THE PROBLEM:
Return every line of the data below that includes the string "sleeve".

EXTRACTED DATA:
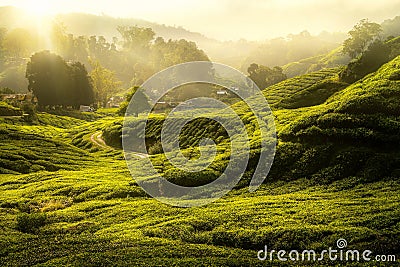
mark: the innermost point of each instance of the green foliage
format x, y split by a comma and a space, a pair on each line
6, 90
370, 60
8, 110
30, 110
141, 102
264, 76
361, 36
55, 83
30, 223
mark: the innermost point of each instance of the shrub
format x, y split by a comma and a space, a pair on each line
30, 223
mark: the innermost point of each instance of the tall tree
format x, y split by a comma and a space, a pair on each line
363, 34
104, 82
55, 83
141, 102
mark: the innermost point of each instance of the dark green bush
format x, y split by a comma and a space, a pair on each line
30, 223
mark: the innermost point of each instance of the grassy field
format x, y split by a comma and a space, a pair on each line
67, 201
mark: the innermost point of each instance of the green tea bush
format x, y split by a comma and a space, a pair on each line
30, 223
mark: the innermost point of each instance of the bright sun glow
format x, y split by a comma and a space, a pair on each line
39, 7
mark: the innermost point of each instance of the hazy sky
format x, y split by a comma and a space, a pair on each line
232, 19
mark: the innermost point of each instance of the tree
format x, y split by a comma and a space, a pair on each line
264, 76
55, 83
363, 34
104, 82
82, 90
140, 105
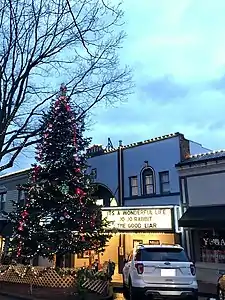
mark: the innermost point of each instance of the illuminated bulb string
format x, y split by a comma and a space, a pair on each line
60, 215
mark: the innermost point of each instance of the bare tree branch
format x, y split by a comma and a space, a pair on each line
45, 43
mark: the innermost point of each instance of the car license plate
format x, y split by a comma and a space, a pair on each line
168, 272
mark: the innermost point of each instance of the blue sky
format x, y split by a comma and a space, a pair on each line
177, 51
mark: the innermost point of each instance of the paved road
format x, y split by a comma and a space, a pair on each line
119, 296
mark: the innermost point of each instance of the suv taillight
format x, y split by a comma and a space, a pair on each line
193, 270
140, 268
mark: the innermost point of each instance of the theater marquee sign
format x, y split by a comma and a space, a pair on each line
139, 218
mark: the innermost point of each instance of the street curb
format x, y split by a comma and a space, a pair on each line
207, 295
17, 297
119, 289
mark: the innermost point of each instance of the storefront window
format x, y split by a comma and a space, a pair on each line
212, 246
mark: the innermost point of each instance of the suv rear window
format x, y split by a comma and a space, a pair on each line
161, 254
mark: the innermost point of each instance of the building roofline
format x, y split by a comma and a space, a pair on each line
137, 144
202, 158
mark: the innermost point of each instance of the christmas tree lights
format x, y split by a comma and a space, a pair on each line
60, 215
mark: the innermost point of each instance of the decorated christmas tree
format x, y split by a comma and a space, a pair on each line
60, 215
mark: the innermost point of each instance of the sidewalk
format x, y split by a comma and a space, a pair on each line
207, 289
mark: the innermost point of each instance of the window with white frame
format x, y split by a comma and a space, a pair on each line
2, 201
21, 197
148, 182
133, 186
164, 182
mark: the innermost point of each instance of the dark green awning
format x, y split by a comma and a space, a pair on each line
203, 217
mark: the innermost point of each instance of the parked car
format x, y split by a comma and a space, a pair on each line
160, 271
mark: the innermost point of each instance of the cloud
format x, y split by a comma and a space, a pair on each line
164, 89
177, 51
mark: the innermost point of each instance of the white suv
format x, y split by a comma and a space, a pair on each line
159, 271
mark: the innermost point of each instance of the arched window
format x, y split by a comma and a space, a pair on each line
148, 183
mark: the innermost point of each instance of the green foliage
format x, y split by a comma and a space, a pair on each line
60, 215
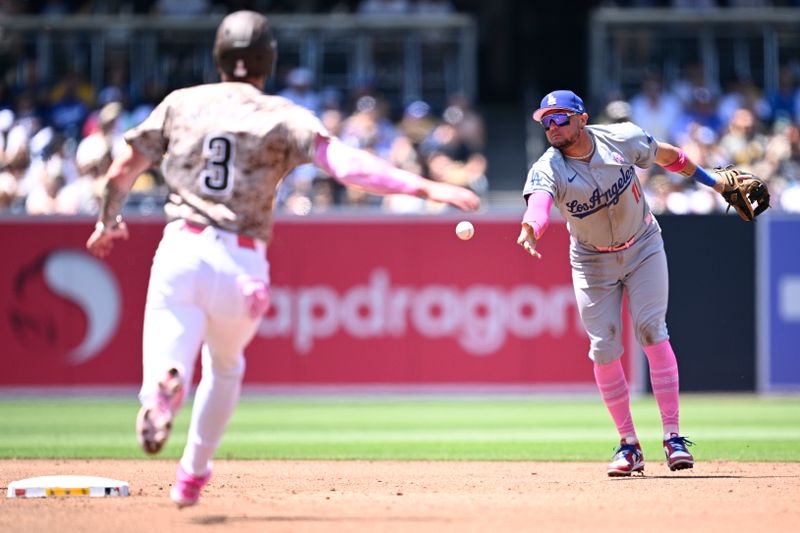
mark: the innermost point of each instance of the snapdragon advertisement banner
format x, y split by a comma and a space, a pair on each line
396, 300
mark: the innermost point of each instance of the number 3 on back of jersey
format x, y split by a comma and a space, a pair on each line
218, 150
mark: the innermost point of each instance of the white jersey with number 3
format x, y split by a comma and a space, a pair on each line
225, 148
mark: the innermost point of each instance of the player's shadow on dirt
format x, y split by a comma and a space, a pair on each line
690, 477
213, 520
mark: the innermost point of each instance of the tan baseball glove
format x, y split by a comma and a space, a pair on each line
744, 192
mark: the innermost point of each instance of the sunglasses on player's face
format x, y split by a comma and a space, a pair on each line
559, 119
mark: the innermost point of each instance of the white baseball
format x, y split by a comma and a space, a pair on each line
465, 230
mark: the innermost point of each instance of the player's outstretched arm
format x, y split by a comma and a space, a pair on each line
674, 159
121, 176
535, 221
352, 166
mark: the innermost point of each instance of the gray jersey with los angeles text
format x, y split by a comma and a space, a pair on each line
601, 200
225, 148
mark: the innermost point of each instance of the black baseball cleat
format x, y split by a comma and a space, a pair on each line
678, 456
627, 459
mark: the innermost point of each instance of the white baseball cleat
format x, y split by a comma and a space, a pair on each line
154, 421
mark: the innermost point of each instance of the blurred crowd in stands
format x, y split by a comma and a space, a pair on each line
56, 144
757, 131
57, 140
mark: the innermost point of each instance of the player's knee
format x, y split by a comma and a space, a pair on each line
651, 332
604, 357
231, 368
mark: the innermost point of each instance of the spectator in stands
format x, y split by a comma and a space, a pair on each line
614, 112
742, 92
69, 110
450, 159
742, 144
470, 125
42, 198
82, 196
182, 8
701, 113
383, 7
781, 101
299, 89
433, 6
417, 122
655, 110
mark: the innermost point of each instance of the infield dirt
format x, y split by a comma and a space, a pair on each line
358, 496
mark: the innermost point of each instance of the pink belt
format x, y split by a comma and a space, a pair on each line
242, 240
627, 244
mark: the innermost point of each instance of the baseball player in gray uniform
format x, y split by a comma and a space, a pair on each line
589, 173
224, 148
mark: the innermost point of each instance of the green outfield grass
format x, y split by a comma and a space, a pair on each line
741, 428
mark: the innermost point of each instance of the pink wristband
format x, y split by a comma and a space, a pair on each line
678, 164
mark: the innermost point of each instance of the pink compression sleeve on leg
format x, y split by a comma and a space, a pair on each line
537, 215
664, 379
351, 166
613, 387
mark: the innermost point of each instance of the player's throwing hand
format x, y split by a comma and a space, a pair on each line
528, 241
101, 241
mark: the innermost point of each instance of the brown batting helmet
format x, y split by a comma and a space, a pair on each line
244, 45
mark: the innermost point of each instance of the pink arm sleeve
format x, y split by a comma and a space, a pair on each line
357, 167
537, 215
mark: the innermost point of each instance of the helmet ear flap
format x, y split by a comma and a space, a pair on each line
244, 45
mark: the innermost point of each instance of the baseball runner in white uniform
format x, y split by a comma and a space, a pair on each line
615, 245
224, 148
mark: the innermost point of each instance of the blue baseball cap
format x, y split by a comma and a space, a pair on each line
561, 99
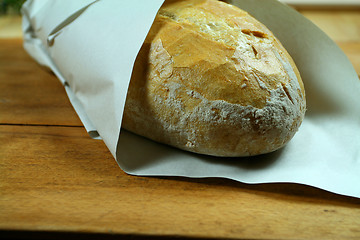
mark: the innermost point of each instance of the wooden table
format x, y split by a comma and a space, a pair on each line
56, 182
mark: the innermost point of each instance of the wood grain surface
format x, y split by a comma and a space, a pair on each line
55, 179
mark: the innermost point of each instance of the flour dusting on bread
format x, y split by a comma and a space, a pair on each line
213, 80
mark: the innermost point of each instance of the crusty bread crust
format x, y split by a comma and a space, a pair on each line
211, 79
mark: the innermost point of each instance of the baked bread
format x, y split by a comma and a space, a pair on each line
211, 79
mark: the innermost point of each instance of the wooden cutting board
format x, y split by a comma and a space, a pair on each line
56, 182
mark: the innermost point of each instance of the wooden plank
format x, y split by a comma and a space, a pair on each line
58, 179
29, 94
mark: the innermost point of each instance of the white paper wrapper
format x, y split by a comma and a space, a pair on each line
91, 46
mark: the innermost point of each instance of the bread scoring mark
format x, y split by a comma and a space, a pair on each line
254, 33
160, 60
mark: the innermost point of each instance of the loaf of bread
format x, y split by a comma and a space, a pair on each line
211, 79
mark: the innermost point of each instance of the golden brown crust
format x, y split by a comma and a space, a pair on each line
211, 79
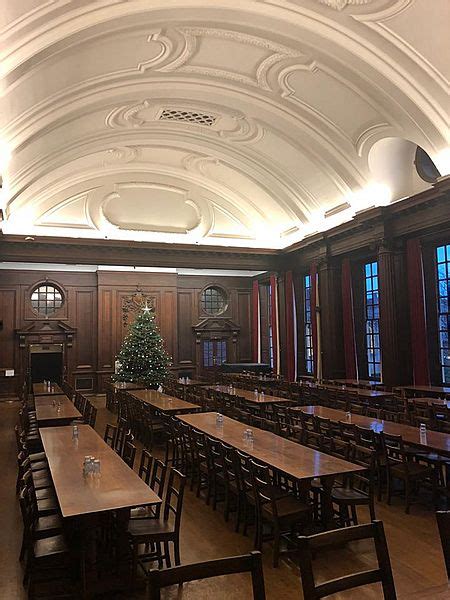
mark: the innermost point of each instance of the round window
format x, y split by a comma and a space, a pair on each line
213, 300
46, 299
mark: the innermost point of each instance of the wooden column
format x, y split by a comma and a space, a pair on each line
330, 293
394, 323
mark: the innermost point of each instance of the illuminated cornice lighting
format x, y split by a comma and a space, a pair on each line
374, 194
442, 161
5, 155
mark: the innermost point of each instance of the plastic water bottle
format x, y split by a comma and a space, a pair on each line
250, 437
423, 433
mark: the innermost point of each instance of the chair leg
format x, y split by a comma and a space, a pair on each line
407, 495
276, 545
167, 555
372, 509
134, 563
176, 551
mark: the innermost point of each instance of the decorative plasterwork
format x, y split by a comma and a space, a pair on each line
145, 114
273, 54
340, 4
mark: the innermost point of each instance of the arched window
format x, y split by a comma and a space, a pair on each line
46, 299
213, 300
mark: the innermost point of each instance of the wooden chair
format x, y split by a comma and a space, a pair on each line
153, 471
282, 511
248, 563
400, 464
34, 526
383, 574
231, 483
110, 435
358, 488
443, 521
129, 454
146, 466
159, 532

ANSWER BELOW:
mark: the innermost point of each instance of the pink compression sleeve on leg
mark: the innermost point of each instance of the pink arm sleeve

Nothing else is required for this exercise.